Opis zadania –
Przedstaw wszystkie wiersze poniższych danych jako listę numerowaną i pomiń puste wiersze.

---------- Dane wejściowe ----------

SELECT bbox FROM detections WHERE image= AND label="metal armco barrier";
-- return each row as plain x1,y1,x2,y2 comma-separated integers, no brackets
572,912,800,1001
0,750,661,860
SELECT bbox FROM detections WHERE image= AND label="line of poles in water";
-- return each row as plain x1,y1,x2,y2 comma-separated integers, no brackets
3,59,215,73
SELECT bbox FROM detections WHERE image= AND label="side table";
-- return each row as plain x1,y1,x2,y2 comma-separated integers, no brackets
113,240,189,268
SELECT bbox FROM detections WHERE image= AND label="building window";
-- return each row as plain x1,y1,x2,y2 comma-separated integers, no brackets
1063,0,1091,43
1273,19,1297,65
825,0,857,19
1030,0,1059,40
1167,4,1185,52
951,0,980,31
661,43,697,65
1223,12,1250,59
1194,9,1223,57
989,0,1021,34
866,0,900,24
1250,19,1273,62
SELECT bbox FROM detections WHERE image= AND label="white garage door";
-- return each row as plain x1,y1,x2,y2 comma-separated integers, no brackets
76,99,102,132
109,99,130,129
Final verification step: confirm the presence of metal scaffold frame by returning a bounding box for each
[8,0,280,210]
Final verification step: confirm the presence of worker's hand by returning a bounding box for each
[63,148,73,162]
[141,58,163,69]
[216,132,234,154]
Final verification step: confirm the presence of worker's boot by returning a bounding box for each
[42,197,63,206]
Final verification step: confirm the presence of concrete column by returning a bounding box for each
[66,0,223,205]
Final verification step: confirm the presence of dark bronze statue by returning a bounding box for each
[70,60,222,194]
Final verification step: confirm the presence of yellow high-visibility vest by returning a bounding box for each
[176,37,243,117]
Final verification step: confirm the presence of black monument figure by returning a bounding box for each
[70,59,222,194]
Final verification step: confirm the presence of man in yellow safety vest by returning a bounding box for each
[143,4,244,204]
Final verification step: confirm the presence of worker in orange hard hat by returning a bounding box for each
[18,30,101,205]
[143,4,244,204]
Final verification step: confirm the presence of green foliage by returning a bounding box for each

----------

Odpowiedź pisemna –
1. SELECT bbox FROM detections WHERE image= AND label="metal armco barrier";
2. -- return each row as plain x1,y1,x2,y2 comma-separated integers, no brackets
3. 572,912,800,1001
4. 0,750,661,860
5. SELECT bbox FROM detections WHERE image= AND label="line of poles in water";
6. -- return each row as plain x1,y1,x2,y2 comma-separated integers, no brackets
7. 3,59,215,73
8. SELECT bbox FROM detections WHERE image= AND label="side table";
9. -- return each row as plain x1,y1,x2,y2 comma-separated integers, no brackets
10. 113,240,189,268
11. SELECT bbox FROM detections WHERE image= AND label="building window";
12. -- return each row as plain x1,y1,x2,y2 comma-separated integers, no brackets
13. 1063,0,1091,43
14. 1273,19,1297,65
15. 825,0,857,19
16. 1030,0,1059,40
17. 1167,4,1185,52
18. 951,0,980,31
19. 661,43,697,65
20. 1223,12,1250,59
21. 1194,9,1223,57
22. 989,0,1021,34
23. 866,0,900,24
24. 1250,19,1273,62
25. SELECT bbox FROM detections WHERE image= AND label="white garage door";
26. -- return each row as plain x1,y1,x2,y2 comma-separated integers, no brackets
27. 76,99,102,132
28. 109,99,130,129
29. Final verification step: confirm the presence of metal scaffold frame by returning a bounding box for each
30. [8,0,280,210]
31. Final verification step: confirm the presence of worker's hand by returning a bounding box for each
32. [63,148,73,162]
33. [141,58,163,69]
34. [216,132,234,154]
35. Final verification step: confirm the presence of worker's boot by returning a bounding box for each
36. [42,197,63,206]
37. Final verification step: confirm the presence of concrete column by returning a bounding box for each
38. [66,0,223,205]
39. Final verification step: confirm the presence of dark bronze statue by returning a bounding box for each
40. [70,60,222,194]
41. Final verification step: confirm the presence of yellow high-visibility vest by returning a bounding box for each
42. [176,37,243,117]
43. Final verification step: confirm the presence of black monument figure by returning a bounding box for each
44. [70,59,222,194]
45. Final verification step: confirm the presence of man in yellow safety vest by returning a bounding box for each
46. [143,4,244,204]
47. Final verification step: confirm the presence of worker in orange hard hat by returning a bounding box for each
48. [18,30,101,205]
49. [143,4,244,204]
50. Final verification step: confirm the presence of green foliage by returning a bounding box for each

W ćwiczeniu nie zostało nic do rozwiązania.